Given task: Please count the lines below that contain the word "silver", and reply with only that number.

****************

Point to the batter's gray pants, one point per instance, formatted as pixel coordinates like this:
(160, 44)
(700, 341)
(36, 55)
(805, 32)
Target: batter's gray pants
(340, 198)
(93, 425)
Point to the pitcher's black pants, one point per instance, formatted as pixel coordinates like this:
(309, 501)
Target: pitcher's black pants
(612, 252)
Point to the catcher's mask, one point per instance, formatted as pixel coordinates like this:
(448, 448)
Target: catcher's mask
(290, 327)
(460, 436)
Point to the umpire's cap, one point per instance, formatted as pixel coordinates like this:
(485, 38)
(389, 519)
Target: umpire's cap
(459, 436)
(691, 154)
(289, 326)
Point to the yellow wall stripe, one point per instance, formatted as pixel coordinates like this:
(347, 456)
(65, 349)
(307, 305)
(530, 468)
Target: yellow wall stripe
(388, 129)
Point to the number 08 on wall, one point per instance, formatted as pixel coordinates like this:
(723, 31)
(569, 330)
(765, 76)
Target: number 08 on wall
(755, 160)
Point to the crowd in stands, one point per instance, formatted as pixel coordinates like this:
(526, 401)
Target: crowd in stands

****************

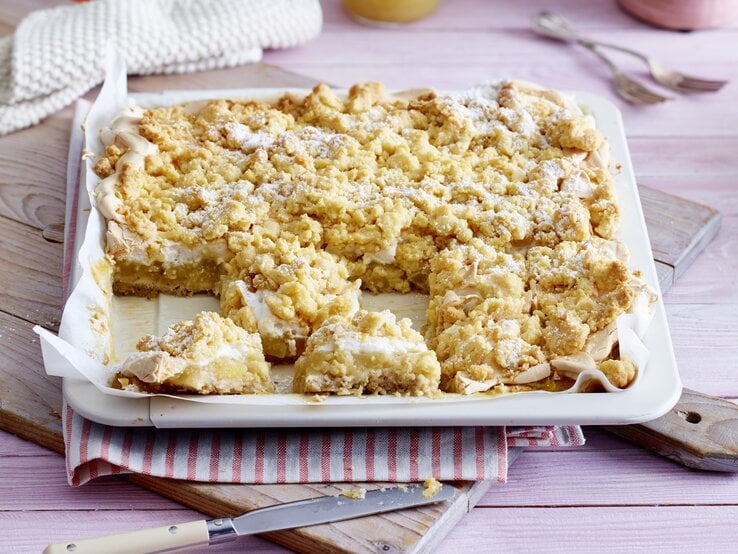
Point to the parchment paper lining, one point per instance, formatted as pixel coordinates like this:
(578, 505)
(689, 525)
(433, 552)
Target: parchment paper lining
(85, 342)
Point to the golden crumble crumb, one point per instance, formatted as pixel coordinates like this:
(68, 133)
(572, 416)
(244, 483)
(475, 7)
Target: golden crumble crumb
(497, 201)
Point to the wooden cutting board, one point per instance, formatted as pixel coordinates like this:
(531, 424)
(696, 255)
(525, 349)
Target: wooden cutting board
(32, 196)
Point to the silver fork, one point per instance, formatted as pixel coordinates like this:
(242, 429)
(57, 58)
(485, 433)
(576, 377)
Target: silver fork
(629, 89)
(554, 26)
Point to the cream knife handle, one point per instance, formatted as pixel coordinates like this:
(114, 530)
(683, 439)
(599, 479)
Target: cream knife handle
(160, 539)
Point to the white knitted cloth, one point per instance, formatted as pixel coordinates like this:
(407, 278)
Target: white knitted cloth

****************

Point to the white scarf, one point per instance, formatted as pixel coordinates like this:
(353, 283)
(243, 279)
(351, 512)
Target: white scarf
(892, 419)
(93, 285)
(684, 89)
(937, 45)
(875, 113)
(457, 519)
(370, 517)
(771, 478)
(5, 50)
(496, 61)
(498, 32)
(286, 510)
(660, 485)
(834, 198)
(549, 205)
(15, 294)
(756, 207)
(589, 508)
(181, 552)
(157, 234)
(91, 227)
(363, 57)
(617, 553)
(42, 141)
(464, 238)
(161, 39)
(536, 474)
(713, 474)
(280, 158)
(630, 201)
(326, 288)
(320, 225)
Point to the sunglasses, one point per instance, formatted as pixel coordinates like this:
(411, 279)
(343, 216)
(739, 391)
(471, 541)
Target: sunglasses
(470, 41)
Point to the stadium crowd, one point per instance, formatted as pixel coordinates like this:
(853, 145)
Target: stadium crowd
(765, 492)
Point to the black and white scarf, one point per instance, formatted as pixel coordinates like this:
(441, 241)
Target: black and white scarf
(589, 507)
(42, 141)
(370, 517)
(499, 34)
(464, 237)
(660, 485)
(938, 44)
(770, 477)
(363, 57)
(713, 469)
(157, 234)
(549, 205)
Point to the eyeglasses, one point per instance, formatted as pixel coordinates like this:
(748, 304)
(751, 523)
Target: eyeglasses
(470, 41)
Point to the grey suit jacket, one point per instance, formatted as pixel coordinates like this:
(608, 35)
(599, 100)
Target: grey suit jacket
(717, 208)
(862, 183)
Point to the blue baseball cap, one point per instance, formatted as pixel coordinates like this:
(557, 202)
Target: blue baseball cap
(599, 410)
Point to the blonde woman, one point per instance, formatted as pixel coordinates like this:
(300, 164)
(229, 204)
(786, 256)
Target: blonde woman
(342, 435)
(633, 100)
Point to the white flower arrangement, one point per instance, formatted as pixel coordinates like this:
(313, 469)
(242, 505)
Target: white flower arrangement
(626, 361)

****************

Worked answer: 2